_THE PROBLEM:_ Transcribe each line below word for word.

_DATA SUPPLIED:_
————
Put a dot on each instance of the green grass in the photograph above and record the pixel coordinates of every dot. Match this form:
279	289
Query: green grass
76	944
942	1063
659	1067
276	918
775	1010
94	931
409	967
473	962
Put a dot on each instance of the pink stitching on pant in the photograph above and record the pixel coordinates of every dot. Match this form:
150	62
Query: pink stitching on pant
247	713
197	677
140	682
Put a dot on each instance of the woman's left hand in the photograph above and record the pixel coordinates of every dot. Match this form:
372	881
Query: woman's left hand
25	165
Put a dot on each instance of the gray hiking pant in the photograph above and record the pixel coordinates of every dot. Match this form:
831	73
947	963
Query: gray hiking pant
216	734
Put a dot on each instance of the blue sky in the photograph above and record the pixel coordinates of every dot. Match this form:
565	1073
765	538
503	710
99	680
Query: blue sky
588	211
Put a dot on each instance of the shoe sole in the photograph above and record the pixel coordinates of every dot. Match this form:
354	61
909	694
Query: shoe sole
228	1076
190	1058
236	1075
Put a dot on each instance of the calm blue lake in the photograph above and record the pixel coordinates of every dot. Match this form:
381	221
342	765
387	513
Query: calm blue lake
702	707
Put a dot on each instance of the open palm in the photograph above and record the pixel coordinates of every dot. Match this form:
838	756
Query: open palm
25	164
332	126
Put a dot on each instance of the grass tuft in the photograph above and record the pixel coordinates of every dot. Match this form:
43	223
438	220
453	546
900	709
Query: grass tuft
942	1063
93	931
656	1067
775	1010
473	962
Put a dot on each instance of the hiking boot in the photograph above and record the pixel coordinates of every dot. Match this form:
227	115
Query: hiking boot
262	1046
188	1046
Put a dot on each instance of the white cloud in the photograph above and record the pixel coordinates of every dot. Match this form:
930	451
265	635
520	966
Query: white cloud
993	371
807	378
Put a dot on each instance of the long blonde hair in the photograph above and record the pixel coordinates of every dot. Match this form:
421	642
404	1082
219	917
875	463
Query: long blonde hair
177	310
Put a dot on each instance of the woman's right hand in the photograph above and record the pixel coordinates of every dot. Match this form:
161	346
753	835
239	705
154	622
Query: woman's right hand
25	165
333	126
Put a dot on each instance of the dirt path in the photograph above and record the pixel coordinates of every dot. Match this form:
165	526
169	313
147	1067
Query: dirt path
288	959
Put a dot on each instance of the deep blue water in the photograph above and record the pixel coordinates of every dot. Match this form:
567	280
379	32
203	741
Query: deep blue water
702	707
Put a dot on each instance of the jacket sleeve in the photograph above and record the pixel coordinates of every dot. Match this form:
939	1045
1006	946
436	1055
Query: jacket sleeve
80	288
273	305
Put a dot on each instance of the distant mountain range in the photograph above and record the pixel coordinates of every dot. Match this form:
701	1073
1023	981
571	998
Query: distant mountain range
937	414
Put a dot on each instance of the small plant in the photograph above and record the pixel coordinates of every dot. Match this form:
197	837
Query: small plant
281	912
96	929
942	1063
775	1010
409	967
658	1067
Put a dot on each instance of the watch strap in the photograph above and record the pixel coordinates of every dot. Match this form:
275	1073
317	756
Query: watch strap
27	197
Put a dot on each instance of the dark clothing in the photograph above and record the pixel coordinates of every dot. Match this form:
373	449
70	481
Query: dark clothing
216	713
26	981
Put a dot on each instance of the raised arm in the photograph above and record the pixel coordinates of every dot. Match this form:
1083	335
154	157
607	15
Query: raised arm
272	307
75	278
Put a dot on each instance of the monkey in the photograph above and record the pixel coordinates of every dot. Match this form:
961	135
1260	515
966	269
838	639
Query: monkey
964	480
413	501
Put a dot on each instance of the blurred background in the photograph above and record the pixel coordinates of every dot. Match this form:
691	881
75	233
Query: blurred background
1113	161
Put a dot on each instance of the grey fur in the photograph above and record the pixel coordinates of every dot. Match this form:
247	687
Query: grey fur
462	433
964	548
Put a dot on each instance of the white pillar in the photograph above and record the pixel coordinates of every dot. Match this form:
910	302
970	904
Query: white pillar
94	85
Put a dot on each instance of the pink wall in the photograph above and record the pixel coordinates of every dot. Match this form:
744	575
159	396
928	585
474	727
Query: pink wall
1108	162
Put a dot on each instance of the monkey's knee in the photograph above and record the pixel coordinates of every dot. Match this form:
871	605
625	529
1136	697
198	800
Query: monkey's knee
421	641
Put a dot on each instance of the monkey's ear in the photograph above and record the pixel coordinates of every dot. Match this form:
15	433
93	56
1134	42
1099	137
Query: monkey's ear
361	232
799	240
————
_RESPONSE BELOW:_
Put a dot on each instance of the green grass in the photograph above and record the pixel coordinates of every dot. Match this form:
279	289
Query: green grass
76	944
942	1063
659	1067
276	918
775	1010
94	931
409	967
473	962
Put a dot on each instance of the pink stitching on pant in the photograph above and record the pixel coordinates of every dot. Match this form:
150	62
Query: pink stitching on pant
247	713
197	677
140	682
Put a dot on each instance of the woman's left hand in the photograph above and record the pixel coordinates of every dot. Match this form:
372	881
Query: woman's left hand
25	165
Put a dot on each instance of the gray hiking pant in the photograph above and record the pixel coordinates of every dot. Match this form:
831	73
947	963
Query: gray hiking pant
216	734
Put a dot on each instance of the blue sky in the photograph above and record the pixel coordinates of every dot. Match this form:
565	1073
765	538
503	710
99	680
Query: blue sky
588	211
Put a dot on each instance of the shoe sole in the photograph above and record the pixel coordinates of every dot. Match this form:
354	61
909	694
Query: shoe sole
228	1076
190	1058
236	1075
Put a dot on each instance of the calm blue lake in the photograph above and record the pixel coordinates of every dot. Match this form:
381	221
342	765
387	513
Query: calm blue lake
702	707
Put a dot on each instance of the open palm in the photograph above and record the pixel coordinates of every dot. Match this form:
838	756
Query: open palm
25	164
332	126
Put a dot on each instance of the grass tuft in the photograph above and record the pixel coordinates of every dot. Match this form:
43	223
438	220
453	546
900	709
Query: grass tuft
942	1063
93	931
656	1067
775	1010
473	962
Put a dot on each instance of the hiking boot in the photograph above and record the pixel coordinates of every dot. Match this form:
227	115
Query: hiking boot
262	1046
188	1046
Put a dot on each instance of the white cloud in the photograph above and record the pixel coordinates of every dot. Match this form:
930	451
265	635
520	966
Query: white cloud
993	371
807	378
Put a dot on each instance of the long blonde hair in the photograph above and record the pixel coordinates of every dot. Match this form:
421	642
404	1082
219	917
875	463
Query: long blonde hair
177	310
Put a dot on each instance of the woman's right hand in the photograph above and record the pixel coordinates of every dot. Match this form:
161	346
753	835
239	705
154	622
Query: woman's right hand
25	165
333	126
Put a dot on each instance of the dirt path in the photograph above and record the pixel coordinates of every dot. Match this form:
165	526
169	313
147	1067
Query: dirt path
288	959
Put a dot on each instance of the deep blue water in the photograph above and record the pixel coordinates of every dot. Match this form:
567	280
379	32
203	741
Query: deep blue water
702	707
Put a dot on each instance of the jacket sleeve in the photograph above and record the pixel coordinates of every dot. Match this form:
939	1045
1006	946
436	1055
Query: jacket sleeve
80	288
273	305
Put a dot on each instance of the distant mountain range in the photograph above and record the pixel coordinates of every dot. Match this form:
701	1073
1023	981
571	998
Query: distant mountain range
937	414
Put a dot on each instance of the small plant in the photograph above and record the pixel coordinates of every dot. Match this form:
197	837
Query: small plant
281	912
96	929
942	1063
775	1010
409	967
658	1067
Put a dot on each instance of the watch strap in the photograph above and record the pixel coordinates of every dot. Match this form:
275	1073
317	756
Query: watch strap
27	197
Put a dot on each instance of the dark clothing in the photograph above and record the pixel coordinates of every dot. Match this form:
373	449
70	481
Query: dark clothing
216	713
26	981
Put a dot on each instance of the raised arm in the photograph above and record the pixel coordinates of every dot. Match this form:
1083	335
154	157
607	15
Query: raised arm
272	307
75	278
Put a dot on each instance of the monkey in the photograph above and record the pixel coordinates of every dot. Match this form:
961	135
1260	515
966	269
838	639
Query: monkey
964	480
413	501
Put a dot on each instance of the blurred background in the photograph above and record the pixel coordinates of every dot. Match this form:
691	881
75	233
Query: blurred background
1113	161
Put a dot on each instance of the grey fur in the photograph above and record the pixel coordinates of every dot. Match this form:
247	687
Query: grey fur
462	433
964	548
Put a dot on each instance of the white pillar in the photograph above and record the pixel coordinates of every dot. Match this form:
910	302
970	904
Query: white pillar
94	85
Put a dot on each instance of the pink wall in the photograph above and record the pixel coordinates of every dot. Match this form:
744	575
159	396
928	585
474	727
Query: pink wall
1108	162
Put a dot on each instance of the monkey's knee in the photograph above and record the pixel coordinates of every dot. Match this form:
871	605
625	529
1136	697
198	800
Query: monkey's knee
421	641
Put a dot on each instance of the monkey's ear in the photograph above and record the pixel coordinates of every dot. Match this form:
15	433
93	56
1134	42
1099	137
Query: monkey's ear
361	232
799	240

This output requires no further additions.